**The exercise**
Copy out the part of the listing that opens with the line containing "target | man in dark suit" and closes with the final line of the listing, keeping both of those lines and every character unchanged.

**Stored rows**
>> start

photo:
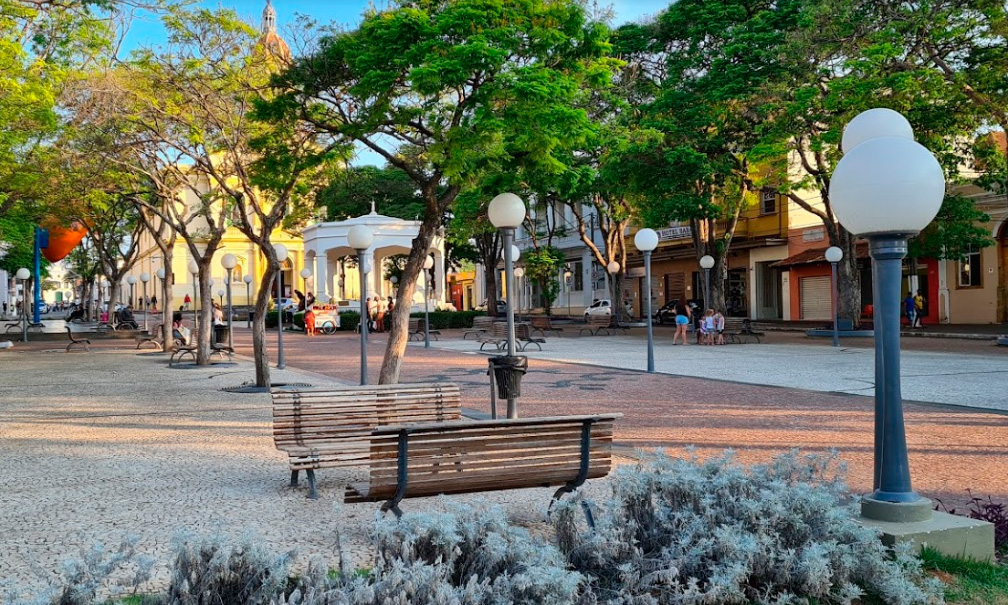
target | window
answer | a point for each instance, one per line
(970, 270)
(768, 202)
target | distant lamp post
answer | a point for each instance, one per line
(568, 274)
(707, 263)
(428, 264)
(614, 267)
(131, 280)
(834, 255)
(887, 188)
(248, 297)
(144, 278)
(519, 272)
(23, 274)
(646, 241)
(506, 213)
(229, 261)
(360, 238)
(281, 256)
(195, 271)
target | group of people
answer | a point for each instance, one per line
(709, 326)
(379, 311)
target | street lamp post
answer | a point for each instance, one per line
(360, 238)
(646, 241)
(144, 278)
(229, 261)
(506, 212)
(195, 271)
(834, 254)
(23, 273)
(887, 188)
(428, 263)
(281, 255)
(248, 297)
(567, 279)
(707, 263)
(519, 272)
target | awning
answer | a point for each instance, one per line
(817, 255)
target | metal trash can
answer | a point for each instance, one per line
(221, 335)
(507, 373)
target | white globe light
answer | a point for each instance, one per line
(506, 211)
(875, 123)
(360, 237)
(646, 240)
(834, 254)
(887, 185)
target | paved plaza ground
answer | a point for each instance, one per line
(100, 446)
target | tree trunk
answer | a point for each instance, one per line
(259, 352)
(399, 323)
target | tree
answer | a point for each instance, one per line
(470, 84)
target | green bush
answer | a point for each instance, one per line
(451, 320)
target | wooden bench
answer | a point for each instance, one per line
(523, 337)
(597, 324)
(416, 329)
(737, 329)
(496, 336)
(333, 428)
(481, 325)
(542, 325)
(476, 456)
(77, 341)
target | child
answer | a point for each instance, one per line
(719, 327)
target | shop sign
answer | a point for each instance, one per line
(674, 233)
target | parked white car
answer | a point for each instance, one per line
(601, 307)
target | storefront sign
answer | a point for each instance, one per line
(674, 233)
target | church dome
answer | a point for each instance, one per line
(269, 39)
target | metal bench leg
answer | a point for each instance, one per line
(402, 476)
(571, 486)
(311, 490)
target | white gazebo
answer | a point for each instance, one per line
(326, 247)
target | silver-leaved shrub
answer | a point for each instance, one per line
(686, 531)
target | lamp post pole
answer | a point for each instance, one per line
(834, 254)
(360, 238)
(144, 278)
(887, 188)
(248, 298)
(646, 241)
(281, 255)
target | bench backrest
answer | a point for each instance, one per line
(305, 417)
(473, 456)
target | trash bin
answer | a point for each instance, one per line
(221, 335)
(507, 372)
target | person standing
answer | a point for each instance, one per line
(909, 308)
(918, 310)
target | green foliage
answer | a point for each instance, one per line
(543, 266)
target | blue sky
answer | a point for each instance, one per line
(146, 29)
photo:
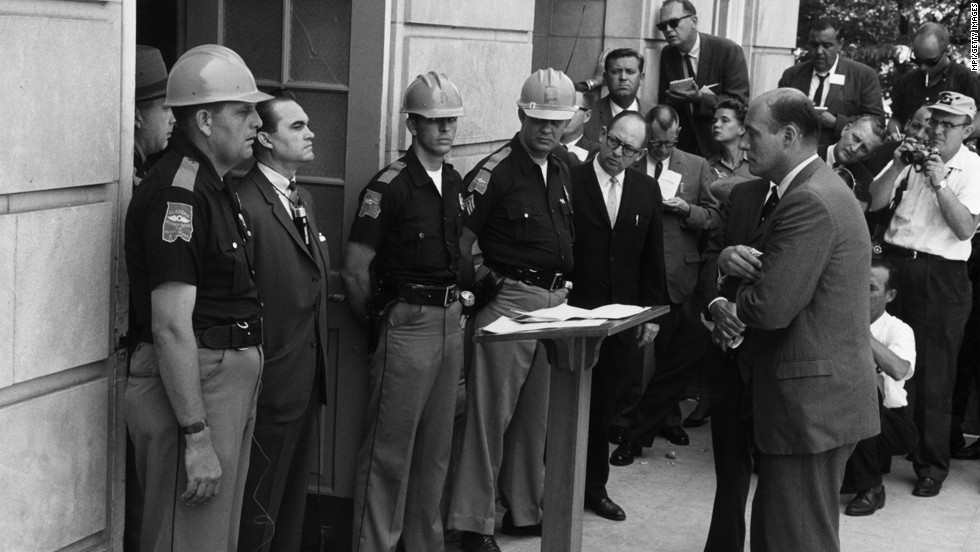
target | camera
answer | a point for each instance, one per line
(917, 155)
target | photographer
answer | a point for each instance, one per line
(930, 202)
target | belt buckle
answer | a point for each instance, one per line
(554, 281)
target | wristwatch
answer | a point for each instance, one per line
(196, 427)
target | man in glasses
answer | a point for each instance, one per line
(619, 223)
(716, 64)
(934, 73)
(622, 75)
(689, 209)
(842, 90)
(931, 210)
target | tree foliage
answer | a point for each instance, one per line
(879, 33)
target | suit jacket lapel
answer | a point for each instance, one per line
(278, 210)
(594, 193)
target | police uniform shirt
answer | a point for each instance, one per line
(411, 226)
(183, 225)
(520, 221)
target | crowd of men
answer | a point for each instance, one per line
(762, 224)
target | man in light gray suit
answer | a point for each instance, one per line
(805, 303)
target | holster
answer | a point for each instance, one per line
(485, 289)
(378, 306)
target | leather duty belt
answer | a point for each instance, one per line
(438, 296)
(232, 336)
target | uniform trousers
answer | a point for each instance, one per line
(276, 486)
(506, 419)
(795, 506)
(403, 463)
(872, 455)
(229, 387)
(732, 445)
(934, 300)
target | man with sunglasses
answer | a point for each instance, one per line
(935, 72)
(716, 64)
(931, 210)
(689, 209)
(841, 89)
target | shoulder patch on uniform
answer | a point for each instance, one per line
(482, 177)
(370, 205)
(186, 174)
(390, 173)
(178, 222)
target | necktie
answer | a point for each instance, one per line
(612, 202)
(690, 67)
(818, 95)
(299, 213)
(769, 205)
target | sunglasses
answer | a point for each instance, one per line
(672, 23)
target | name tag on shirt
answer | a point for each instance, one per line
(670, 182)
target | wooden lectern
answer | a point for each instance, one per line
(572, 352)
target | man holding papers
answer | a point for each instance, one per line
(618, 216)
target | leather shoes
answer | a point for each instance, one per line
(617, 435)
(969, 452)
(475, 542)
(867, 502)
(927, 486)
(676, 435)
(508, 528)
(625, 453)
(604, 507)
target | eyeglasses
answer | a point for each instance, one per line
(628, 150)
(945, 125)
(672, 23)
(931, 62)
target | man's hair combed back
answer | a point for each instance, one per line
(735, 104)
(890, 268)
(824, 23)
(688, 6)
(878, 125)
(789, 106)
(620, 53)
(630, 115)
(664, 116)
(267, 111)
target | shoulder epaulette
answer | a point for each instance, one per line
(495, 158)
(391, 172)
(186, 174)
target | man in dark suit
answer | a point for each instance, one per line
(290, 267)
(845, 89)
(689, 209)
(620, 262)
(716, 64)
(805, 303)
(731, 424)
(622, 76)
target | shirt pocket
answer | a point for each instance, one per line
(521, 221)
(422, 237)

>> end

**Exercise answer**
target | man in dark suit
answer | a point for each instance, one per line
(290, 267)
(845, 89)
(689, 209)
(620, 262)
(716, 64)
(805, 303)
(731, 424)
(622, 76)
target | shirt pocket
answer | a point for each instance, one per line
(521, 221)
(422, 237)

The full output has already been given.